:: Page excerpt ::

Hospitals are death traps, report says

Thursday February 7 2013

Ms Birgit Gerstenberg (L), the  representative of the UN Commission for Human rights, talks to Ms Annabel Ogwang-Okot (R), the country representative, at the launch of the report in Kampala.

Ms Birgit Gerstenberg (L), the representative of the UN Commission for Human rights, talks to Ms Annabel Ogwang-Okot (R), the country representative, at the launch of the report in Kampala yesterday. PHOTO BY STEPHEN WANDERA. 

By Flavia Lanyero

KAMPALA

The sorry state of Uganda’s health care system has turned many government hospitals into death traps, a new report has revealed.

A study conducted by Human Rights Network (Hurinet) in four regional referral hospitals of Fort Portal, Masaka, Gulu and Soroti finds that staff capacity, health infrastructure, basic health equipment and health financing fall way below acceptable standards required for the facilities to operate.

The report titled, “The State of Regional Referral Hospitals in Uganda”, based its findings on interviewing hospital directors and administrators, medical workers, patients and their care givers.

:::
:: Data provided ::

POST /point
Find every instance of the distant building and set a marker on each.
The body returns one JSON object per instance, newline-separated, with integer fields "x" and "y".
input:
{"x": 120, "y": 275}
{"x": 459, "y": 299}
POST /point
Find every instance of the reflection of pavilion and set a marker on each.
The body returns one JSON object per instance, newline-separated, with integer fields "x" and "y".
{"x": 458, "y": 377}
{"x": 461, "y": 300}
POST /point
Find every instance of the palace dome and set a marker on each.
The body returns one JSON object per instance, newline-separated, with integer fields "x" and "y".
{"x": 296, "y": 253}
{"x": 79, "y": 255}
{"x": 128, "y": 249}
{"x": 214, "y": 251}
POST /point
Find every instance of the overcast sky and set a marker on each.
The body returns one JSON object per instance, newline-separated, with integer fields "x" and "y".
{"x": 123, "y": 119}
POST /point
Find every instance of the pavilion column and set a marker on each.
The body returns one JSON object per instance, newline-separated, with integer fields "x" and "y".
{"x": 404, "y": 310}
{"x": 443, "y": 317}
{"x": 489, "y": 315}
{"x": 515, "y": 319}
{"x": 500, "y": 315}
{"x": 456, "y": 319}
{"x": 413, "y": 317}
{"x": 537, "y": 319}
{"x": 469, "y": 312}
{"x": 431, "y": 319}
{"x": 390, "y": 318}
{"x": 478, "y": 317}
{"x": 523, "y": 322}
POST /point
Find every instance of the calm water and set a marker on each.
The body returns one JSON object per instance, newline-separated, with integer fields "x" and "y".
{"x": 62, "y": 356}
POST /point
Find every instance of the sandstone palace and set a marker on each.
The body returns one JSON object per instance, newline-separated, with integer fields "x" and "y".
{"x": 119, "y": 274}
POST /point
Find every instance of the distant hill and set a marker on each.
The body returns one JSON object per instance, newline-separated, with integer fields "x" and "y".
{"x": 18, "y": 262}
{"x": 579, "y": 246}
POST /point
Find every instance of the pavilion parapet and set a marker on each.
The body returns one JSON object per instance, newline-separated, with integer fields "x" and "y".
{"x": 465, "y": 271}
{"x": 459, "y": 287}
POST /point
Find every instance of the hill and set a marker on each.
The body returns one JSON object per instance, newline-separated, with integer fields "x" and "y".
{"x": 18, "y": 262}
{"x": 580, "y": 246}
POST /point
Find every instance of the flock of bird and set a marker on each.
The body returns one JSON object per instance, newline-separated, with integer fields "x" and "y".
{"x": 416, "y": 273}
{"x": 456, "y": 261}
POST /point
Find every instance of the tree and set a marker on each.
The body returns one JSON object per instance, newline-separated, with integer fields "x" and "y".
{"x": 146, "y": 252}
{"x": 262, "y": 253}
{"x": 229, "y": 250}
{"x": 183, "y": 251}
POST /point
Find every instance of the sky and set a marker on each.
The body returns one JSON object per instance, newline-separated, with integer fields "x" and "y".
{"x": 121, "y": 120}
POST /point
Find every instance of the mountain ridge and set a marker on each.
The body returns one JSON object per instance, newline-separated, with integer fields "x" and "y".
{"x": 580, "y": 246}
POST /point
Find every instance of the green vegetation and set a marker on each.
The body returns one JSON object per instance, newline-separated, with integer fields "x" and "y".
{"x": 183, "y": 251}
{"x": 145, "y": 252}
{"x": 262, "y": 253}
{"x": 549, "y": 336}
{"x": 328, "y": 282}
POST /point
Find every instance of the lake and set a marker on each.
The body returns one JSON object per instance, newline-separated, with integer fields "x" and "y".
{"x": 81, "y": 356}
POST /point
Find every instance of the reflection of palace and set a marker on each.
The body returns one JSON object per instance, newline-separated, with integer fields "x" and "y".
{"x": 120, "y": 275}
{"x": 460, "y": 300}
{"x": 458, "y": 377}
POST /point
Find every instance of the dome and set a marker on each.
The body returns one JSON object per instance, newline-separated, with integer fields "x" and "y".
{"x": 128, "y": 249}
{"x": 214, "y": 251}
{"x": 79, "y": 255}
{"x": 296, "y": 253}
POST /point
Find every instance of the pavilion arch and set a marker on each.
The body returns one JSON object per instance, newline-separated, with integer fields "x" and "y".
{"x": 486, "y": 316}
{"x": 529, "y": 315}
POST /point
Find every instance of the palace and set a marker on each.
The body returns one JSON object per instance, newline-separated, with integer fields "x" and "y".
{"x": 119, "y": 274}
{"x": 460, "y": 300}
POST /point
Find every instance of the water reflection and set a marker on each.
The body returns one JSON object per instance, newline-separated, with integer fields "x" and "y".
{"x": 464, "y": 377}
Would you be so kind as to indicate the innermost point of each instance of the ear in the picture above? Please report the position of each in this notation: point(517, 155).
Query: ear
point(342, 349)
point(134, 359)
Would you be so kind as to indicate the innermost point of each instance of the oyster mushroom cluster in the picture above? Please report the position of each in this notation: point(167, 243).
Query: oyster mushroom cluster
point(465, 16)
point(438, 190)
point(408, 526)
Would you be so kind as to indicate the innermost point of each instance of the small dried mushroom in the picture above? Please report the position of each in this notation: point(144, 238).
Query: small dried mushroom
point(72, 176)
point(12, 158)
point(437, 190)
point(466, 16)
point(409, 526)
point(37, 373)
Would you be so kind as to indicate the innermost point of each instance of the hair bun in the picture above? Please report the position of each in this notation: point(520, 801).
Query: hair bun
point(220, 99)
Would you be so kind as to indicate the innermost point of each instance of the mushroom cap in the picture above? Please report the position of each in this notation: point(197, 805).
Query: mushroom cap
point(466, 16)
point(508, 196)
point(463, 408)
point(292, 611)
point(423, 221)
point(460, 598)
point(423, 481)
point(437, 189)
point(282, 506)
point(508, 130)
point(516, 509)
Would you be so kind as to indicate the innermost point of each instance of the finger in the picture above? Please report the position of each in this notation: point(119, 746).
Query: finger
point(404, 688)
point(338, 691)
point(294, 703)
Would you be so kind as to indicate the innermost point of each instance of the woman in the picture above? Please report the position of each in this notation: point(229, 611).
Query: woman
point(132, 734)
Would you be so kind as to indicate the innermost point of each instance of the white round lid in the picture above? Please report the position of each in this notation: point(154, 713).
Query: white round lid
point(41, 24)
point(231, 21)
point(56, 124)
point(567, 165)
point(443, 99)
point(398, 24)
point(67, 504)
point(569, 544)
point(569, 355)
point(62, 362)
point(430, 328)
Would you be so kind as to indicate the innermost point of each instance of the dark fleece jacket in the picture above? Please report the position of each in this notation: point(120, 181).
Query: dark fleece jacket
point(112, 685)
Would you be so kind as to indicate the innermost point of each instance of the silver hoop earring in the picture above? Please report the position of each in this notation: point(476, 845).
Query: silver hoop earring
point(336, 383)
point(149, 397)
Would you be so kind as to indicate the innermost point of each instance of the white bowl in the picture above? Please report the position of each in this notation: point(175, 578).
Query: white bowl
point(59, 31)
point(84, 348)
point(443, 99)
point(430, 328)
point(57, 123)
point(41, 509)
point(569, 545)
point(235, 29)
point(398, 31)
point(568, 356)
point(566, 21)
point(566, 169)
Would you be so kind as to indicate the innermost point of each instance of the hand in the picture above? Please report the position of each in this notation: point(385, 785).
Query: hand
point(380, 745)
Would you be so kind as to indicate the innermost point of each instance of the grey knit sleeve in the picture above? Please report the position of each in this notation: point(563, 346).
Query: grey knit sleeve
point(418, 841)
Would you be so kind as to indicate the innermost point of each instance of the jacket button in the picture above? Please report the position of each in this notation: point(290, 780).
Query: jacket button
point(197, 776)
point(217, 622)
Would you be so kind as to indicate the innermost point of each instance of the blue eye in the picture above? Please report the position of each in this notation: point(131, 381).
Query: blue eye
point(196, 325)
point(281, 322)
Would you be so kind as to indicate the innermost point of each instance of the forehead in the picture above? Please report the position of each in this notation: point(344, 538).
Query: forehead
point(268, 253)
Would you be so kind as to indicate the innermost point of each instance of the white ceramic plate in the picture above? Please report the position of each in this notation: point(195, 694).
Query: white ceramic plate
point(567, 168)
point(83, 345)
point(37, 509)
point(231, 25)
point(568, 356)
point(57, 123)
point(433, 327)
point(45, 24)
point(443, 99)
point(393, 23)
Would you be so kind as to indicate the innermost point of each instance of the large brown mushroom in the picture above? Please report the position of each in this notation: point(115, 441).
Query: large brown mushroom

:::

- Brief 1: Copy the article on Uganda's referral hospitals from "By Flavia Lanyero" to "report has revealed.".
- Brief 2: Continue the article on Uganda's referral hospitals from where it ends.

- Answer 1:
By Flavia Lanyero

KAMPALA

The sorry state of Uganda’s health care system has turned many government hospitals into death traps, a new report has revealed.

- Answer 2:
At Soroti Hospital, for instance, the report found that it had a bed capacity of 267 and an annual patient admission of 21,728. Yet the hospital only has 287 staff.

Some of the health workers were found living up to 12kms away from the work station.The hospital also lacked up-to-date inventories of health equipment.

Poor financing was found to be a major problem in all the hospitals studied. On a positive note, however, essential medicines was available in all the hospitals, although delays in delivery were a concern.

The research assistant for Hurinet, Ms Petronella Ochom, said the inadequacies have resulted in frustration of health workers, overcrowding, a general ineffectiveness of the hospitals and many avoidable deaths.